[Text shown]

A Comparison of Baseline Procedures in Task Analyses.
Let kids try each task-analysis step several times before teaching; you will see what they truly know and save teaching time.
01Research in Context
What this study did
Grauerholz-Fisher et al. (2023) compared two ways to measure what a child can already do before teaching starts.
One way lets the child try each step only once. The other way lets the child try each step many times.
They used an alternating-treatments design with kids on the spectrum to see which probe showed truer baselines.
What they found
Most children scored higher when they got several chances per step.
Some kids even showed they could already do parts of the task before any teaching began.
Single-opportunity probes hid those skills and made kids look less able than they were.
How this fits with other research
Scheithauer et al. (2020) also asked, Does my baseline choice matter? They found that re-using functional-analysis data saved time without hurting treatment plans. Emma’s team adds a new rule: within task analyses, more chances equal clearer pictures.

[Goal 1] From the study summary, give again everything from "A Comparison of" down to "before teaching starts.".
[Goal 2] Sum up the study summary in two sentences.

[Provided data]
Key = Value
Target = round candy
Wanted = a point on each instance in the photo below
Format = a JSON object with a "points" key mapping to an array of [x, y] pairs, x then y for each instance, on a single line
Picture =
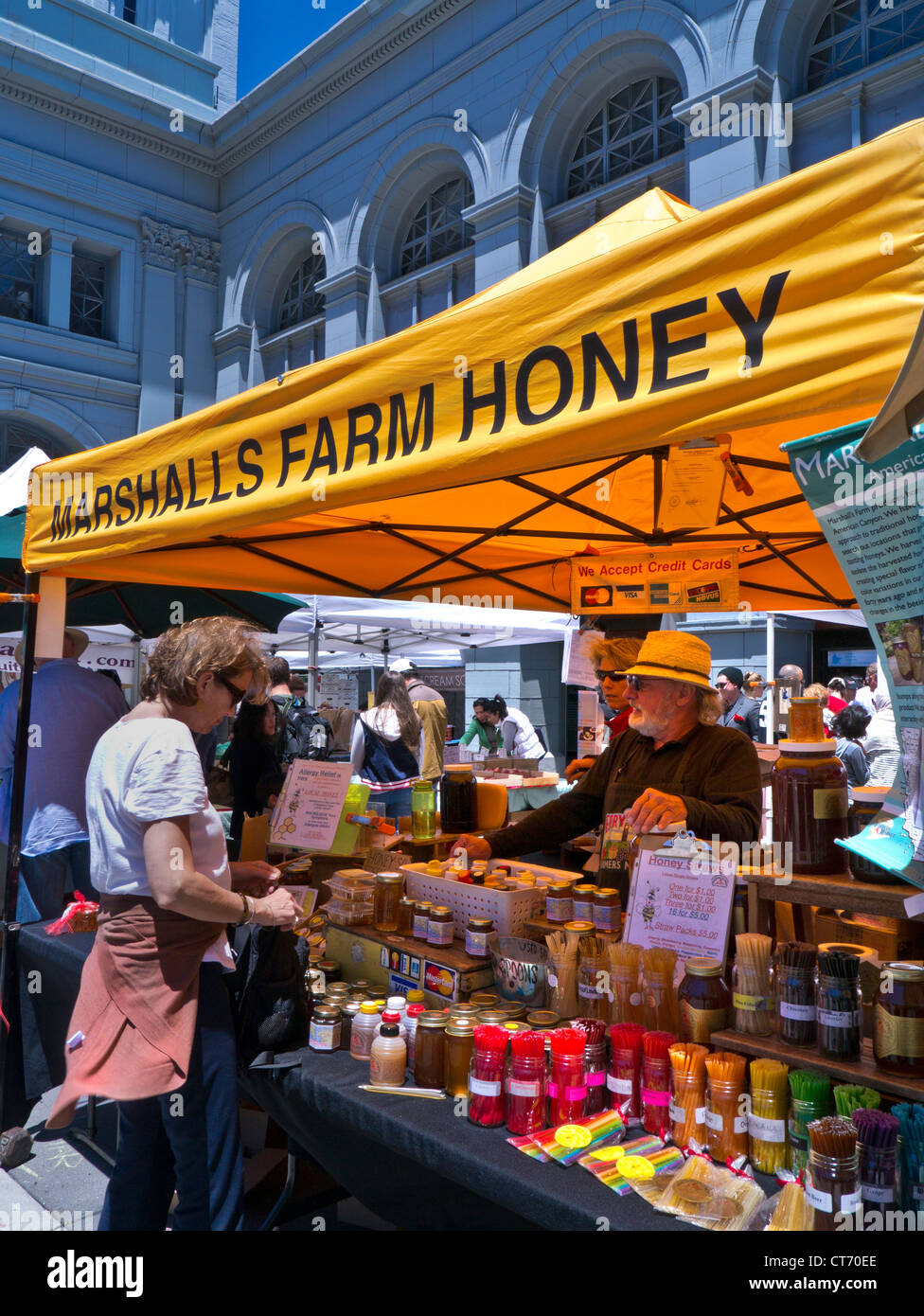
{"points": [[573, 1136]]}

[Complete answer 1]
A Comparison of Baseline Procedures in Task Analyses.
Let kids try each task-analysis step several times before teaching; you will see what they truly know and save teaching time.
01Research in Context
What this study did
Grauerholz-Fisher et al. (2023) compared two ways to measure what a child can already do before teaching starts.

[Complete answer 2] Grauerholz-Fisher et al. (2023) used an alternating-treatments design with kids on the spectrum to compare two baseline probes: one that lets a child try each task-analysis step only once and one that allows many tries. Most children scored higher with several chances per step, while single-opportunity probes hid skills some kids already had and made them look less able than they were.